• _Stored items from a collection_
━━━━━━━━━━━━━━━━━━━━━━━━━━━━━━

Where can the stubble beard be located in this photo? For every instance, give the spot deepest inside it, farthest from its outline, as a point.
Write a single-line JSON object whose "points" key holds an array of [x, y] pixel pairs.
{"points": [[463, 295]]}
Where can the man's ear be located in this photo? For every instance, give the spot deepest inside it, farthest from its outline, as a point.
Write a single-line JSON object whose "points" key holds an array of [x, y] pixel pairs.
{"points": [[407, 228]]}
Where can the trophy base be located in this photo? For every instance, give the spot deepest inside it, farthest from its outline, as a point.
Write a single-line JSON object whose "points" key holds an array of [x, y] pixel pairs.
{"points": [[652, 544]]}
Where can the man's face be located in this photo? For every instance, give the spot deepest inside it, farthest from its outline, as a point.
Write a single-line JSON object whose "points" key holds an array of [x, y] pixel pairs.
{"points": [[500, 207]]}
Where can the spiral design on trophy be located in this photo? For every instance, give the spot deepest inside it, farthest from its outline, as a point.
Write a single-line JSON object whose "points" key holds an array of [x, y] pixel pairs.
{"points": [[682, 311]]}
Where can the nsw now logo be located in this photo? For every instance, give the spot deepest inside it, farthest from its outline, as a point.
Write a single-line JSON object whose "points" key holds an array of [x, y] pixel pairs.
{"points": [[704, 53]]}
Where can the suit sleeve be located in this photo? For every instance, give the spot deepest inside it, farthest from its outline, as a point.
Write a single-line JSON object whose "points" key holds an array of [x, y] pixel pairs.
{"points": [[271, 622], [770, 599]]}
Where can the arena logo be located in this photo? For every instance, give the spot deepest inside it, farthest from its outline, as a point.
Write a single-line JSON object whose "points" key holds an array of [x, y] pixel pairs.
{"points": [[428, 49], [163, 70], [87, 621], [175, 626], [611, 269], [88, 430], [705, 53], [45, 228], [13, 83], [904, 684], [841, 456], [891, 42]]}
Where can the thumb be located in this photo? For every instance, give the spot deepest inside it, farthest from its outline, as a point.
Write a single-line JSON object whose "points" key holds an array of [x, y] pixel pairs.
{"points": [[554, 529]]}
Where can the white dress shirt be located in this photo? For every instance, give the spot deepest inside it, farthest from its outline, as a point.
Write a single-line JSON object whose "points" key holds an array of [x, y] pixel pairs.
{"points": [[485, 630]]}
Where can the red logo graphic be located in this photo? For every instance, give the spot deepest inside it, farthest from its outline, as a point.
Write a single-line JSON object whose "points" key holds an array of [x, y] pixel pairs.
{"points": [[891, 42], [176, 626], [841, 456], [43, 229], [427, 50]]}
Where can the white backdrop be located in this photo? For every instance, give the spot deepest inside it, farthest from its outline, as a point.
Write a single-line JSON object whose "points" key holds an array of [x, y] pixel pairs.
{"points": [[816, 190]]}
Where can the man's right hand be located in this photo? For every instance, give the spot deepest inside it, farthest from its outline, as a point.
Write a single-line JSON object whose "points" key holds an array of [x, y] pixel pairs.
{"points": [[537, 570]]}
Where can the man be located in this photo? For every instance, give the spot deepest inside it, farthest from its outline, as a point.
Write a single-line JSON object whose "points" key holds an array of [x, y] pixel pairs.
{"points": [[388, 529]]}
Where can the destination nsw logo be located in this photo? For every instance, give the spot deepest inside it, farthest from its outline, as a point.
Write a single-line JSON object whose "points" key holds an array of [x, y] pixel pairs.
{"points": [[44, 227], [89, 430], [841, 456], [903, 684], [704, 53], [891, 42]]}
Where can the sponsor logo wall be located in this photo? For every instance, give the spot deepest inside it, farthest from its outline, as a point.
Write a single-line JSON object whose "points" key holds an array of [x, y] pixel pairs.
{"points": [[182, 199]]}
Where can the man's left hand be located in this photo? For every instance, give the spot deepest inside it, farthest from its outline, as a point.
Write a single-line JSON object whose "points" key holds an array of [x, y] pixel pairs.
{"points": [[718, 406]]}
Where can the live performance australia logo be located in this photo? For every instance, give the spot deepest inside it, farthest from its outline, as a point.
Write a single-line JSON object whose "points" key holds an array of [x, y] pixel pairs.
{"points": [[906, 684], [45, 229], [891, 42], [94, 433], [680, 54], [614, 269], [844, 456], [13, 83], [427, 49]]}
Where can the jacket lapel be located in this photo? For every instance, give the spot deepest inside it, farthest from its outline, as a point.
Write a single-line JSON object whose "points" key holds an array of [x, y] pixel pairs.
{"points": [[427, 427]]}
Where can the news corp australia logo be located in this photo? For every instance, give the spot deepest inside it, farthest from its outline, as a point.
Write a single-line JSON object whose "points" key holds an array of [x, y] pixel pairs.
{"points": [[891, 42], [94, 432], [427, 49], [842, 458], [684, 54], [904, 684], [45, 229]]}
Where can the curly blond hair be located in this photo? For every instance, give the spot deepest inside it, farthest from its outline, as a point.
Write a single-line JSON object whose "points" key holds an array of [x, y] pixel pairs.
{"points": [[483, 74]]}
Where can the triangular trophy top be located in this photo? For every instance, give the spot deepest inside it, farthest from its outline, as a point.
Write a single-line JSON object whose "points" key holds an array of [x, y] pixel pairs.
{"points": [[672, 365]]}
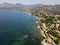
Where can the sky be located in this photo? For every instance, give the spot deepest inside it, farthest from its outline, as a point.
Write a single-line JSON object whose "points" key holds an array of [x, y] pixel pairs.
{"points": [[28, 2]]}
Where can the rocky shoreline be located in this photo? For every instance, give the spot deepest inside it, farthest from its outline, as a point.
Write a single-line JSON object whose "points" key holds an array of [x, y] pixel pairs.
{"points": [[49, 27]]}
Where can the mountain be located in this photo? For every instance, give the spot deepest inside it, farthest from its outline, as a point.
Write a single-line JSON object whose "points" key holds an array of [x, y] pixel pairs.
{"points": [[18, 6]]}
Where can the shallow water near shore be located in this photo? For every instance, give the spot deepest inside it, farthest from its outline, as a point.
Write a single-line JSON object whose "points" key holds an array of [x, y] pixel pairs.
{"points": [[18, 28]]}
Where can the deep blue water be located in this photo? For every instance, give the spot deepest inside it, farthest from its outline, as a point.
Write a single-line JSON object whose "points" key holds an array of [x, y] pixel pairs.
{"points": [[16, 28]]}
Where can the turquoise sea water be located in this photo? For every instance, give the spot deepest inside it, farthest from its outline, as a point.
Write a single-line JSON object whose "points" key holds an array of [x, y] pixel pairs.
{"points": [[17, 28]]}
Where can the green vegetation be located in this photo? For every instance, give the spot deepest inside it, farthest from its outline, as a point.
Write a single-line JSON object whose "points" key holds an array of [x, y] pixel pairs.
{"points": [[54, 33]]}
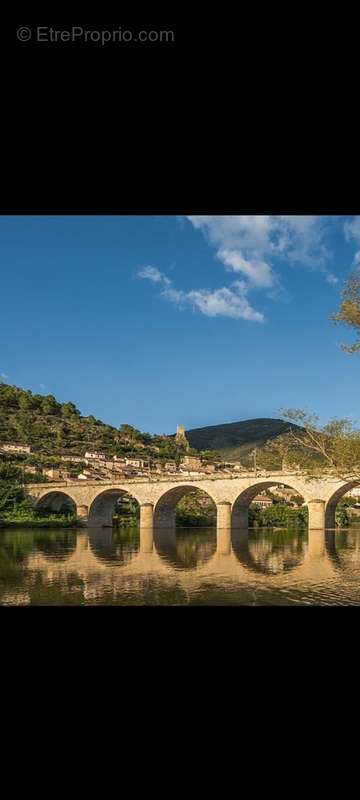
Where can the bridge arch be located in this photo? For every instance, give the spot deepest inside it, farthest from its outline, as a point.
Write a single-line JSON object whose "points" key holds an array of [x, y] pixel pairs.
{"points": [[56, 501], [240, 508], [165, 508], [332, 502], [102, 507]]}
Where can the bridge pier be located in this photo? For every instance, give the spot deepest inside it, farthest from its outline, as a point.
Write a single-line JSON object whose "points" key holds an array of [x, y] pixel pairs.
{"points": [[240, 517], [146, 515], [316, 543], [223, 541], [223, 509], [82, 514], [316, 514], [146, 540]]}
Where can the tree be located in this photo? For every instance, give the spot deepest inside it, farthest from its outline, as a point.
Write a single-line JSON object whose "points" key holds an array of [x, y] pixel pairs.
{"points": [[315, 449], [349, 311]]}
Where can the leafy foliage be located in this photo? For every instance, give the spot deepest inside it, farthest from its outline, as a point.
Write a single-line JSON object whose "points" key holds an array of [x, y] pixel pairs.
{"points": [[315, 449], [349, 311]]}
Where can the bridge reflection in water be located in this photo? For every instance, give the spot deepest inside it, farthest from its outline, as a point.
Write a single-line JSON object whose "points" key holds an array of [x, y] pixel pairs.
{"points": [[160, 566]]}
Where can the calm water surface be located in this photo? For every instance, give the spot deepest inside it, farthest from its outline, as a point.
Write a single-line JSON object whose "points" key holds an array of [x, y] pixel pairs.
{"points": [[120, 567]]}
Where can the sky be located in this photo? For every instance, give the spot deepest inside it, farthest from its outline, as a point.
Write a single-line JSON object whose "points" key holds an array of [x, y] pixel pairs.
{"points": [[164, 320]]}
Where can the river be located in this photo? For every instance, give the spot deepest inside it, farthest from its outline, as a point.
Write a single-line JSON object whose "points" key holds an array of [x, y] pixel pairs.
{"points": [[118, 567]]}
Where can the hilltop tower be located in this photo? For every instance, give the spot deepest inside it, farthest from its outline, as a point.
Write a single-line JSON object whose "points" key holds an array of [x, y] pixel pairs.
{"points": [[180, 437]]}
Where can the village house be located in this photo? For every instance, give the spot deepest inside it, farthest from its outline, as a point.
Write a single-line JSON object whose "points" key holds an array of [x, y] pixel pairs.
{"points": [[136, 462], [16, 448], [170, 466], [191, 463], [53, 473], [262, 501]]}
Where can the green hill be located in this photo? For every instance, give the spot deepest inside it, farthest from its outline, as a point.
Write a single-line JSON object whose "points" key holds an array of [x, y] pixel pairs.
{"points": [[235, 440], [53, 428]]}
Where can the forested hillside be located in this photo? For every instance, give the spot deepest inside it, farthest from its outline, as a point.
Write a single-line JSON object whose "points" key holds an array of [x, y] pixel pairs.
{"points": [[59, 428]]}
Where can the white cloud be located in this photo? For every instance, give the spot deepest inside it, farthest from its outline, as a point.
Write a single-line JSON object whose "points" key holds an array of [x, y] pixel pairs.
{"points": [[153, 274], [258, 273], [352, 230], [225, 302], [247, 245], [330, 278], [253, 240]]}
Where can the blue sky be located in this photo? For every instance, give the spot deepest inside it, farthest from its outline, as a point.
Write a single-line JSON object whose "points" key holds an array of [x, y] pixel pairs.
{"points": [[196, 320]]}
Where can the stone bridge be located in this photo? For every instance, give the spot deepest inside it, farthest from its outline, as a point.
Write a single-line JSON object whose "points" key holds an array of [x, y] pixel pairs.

━━━━━━━━━━━━━━━━━━━━━━━━━━━━━━

• _WHAT THE EXERCISE ASKS_
Take the line in which "Where can the hilltop" occurs and each subsequent line through the end; give these lines again without alteration.

• _RESULT OF THE EXERCISE_
Where can the hilltop tower be located in this photo? For every instance, give the spot deepest inside it, farthest from its outline, as a point.
Write a single-line JSON object whose "points" key holds an array of [x, y] pixel pairs.
{"points": [[180, 437]]}
Where can the village house be located in this photo? For every instance, give the spot deepest inside it, farthest from its outline, as a point.
Write a single-line JSON object whose "points" key holds an array of [x, y] pixel pairs.
{"points": [[136, 462], [16, 448], [170, 466], [191, 463], [53, 473], [262, 501]]}
Where can the green hill be located in this photo? For every instance, give the spot deepest inside it, farthest from its outline, as a point.
Write a single-line JSON object whose "points" key holds an array of [x, y] pixel pairs.
{"points": [[235, 440], [53, 428]]}
Where can the forested hillside be located in this photo? For every instance, give the spot deepest inside it, farthest from its outline, as a point.
Write a single-line JSON object whose "points" key holds an array of [x, y] pixel pairs.
{"points": [[59, 428]]}
Where can the white cloud be located in this photo? For every instance, give the spot deepest inside it, farthest from its outline, as a point.
Write a single-line JSON object whose "points" key holds an array of [x, y] pixel pairs.
{"points": [[153, 274], [258, 273], [352, 230], [225, 302], [247, 245], [330, 278], [253, 240]]}
Where can the blue sky be located in this photo? For every instance, give the spot deepest inside it, farthest from its outline, as a point.
Write a single-line JSON object whose "points" key holds an array of [x, y] pixel pairs.
{"points": [[196, 320]]}
Where can the stone bridge be located in this photo? For every instance, give the spot deepest inside it, farthest from its outline, as a point.
Write a single-line JSON object whose "points" key holds an array of [x, y] pixel pairs.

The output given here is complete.